*** Selected extract
With fresh snow falling all week long over the 4,200 acres of intricate, steep terrain at Red Mountain, British Columbia, 30 ski companies gathered to showcase their top skis for 2019 before the 33 skiers who make up the Powder Union. With zero influence from attending brands, the Union spent a collective 1,500 hours determining the best women’s skis of the year found in the 2019 Buyer’s Guide.
Some women’s skis are identical in construction to the unisex model, which may appear in name or photo, yet available in different top sheets and in different lengths.
(Click on ski to skip down to review):
BLIZZARD Sheeva 10
4FRNT Hoji W
ICELANTIC Maiden 111
NORDICA Santa Ana 110
BLACK CROWS Atris Birdie
ARMADA Trace 108
ATOMIC Vantage 107 C W
SALOMON QST Stella 106
COALITION SNOW SOS
K2 Gottaluvit 105 TI
LINE Pandora 104
SEGO Gnarwhal 102
DYNASTAR Legend W 96
NORDICA Santa Ana 100
DPS Zelda 106
ICELANTIC Mystic 97
L: 156, 164, 172cm
Making its third consecutive appearance, the Blizzard Sheeva lineup has become a bonafide regular in our annual Buyer’s Guide. For a number of women on the Powder Union, the Sheeva 10 was their top ski of the week.
A sturdy sandwich construction of pauwlonia, balsa, poplar, and beech make up the wood core of the Sheeva 10, a ski the Powder Union found it to be approachable and versatile¬–not to be confused with a beginner ski (though it does top out in a 172 length).
“For someone who wants to feel totally comfortable, the Blizzard Sheeva 10 is a great option,” says Abigail Barronian, who’s spread her past three winters through upstate New York, the PNW, and New Mexico’s high alpine desert. “It’s a ski that can keep up with a hard-charging woman.”
A Uni-Directional carbon layer integrated into the Sheeva 10 provides added stability on a rigid ski that is considerably light at 1620g (at 164 cm).
The torsional flex combined with an aggressive 16m-turn radius at 172 cm makes the Sheeva 10 maneuverable through the shoots, spines, tight trees and cliffs at Red Mountain.
“The Sheeva 10 is solid in everything,” says Red Mountain local Christie Cunneyworth. “It charges, turns easily, and has amazing edge to edge response.”
Rocker in the tip and tail help the ski float through the deep, even at 102mm underfoot, and the camber provides a solid platform underfoot when snow conditions are sparse.
L: 179, 187, 195cm
This is Eric Hjorleifson—the man, the myth, the legend, the ski. The skiing community has been blessed to have Hoji. He is a constant tinkerer and never tires of pushing skiing further than ever before. To do this, he needed a ski that coincided with his mission. The Hoji, a lighter, do-it-all weapon of choice, stays true to its creator’s mission.
I found what could be the easiest and most predictable pivot point to turn initiation I’ve ever experienced. Stay centered on the ski and it almost symbiotically initiates the turn as soon as the thought crosses your mind. The ski profile is also versatile enough to dominate but realizes that the lesser weight of this ski does have a slight limit to it. Although the dampness-to-weight ratio is appreciated, it fought me when I tried to hip on the ground race carve it. But that’s not what you are using this ski for 90 percent of the time so it’s more than forgiven there.
******
*** Raw data
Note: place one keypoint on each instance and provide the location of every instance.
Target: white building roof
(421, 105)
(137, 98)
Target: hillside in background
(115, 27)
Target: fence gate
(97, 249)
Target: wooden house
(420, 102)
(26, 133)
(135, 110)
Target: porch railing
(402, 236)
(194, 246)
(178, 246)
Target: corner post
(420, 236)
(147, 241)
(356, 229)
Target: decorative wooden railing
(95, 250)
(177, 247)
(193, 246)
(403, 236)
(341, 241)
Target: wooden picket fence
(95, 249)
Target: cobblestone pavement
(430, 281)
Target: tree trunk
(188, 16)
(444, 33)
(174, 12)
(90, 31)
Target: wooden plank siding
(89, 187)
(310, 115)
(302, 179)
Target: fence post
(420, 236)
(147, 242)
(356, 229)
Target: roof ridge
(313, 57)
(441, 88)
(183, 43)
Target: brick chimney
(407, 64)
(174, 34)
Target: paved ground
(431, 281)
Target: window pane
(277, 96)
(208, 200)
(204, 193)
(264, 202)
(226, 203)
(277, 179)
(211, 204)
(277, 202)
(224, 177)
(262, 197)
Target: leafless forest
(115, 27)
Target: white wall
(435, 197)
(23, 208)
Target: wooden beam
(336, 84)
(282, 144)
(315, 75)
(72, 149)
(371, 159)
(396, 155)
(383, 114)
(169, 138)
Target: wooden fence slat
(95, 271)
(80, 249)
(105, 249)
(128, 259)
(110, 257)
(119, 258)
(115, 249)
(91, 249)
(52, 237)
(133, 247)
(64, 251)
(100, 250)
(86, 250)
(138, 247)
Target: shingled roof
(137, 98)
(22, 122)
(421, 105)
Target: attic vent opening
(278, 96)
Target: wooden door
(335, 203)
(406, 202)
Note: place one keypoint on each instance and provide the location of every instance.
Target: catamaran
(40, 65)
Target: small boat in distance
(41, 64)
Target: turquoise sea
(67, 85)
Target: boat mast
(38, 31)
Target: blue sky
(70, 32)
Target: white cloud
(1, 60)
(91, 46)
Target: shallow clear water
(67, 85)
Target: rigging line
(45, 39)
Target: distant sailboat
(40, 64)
******
_Exercise prompt_: In the women's ski review, which places does Abigail Barronian spend her past three winters in?

_Complete output_:
- Upstate New York
- The PNW
- New Mexico's high alpine desert